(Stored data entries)
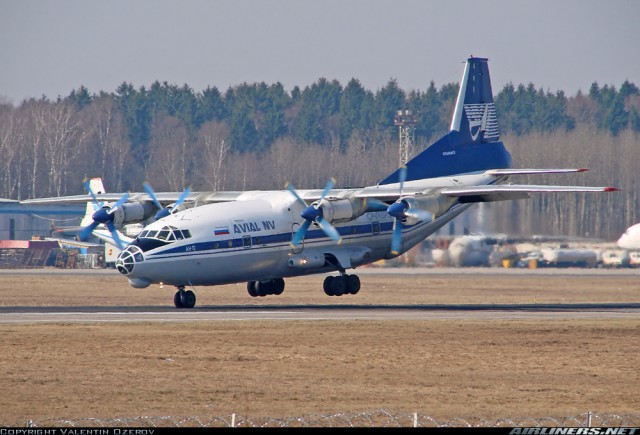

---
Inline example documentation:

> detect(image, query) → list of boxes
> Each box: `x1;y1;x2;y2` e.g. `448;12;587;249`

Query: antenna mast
394;109;417;166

_EXERCISE AIM:_
Output the entries above exactly. Do not include the pictures.

_SOLUTION TO THIS EXERCISE:_
---
Inline example documentation:

> detect(image, query) → list of boxes
> Each box: `x1;y1;x2;y2` e.g. `448;12;587;249`

Query: antenna mast
394;109;417;166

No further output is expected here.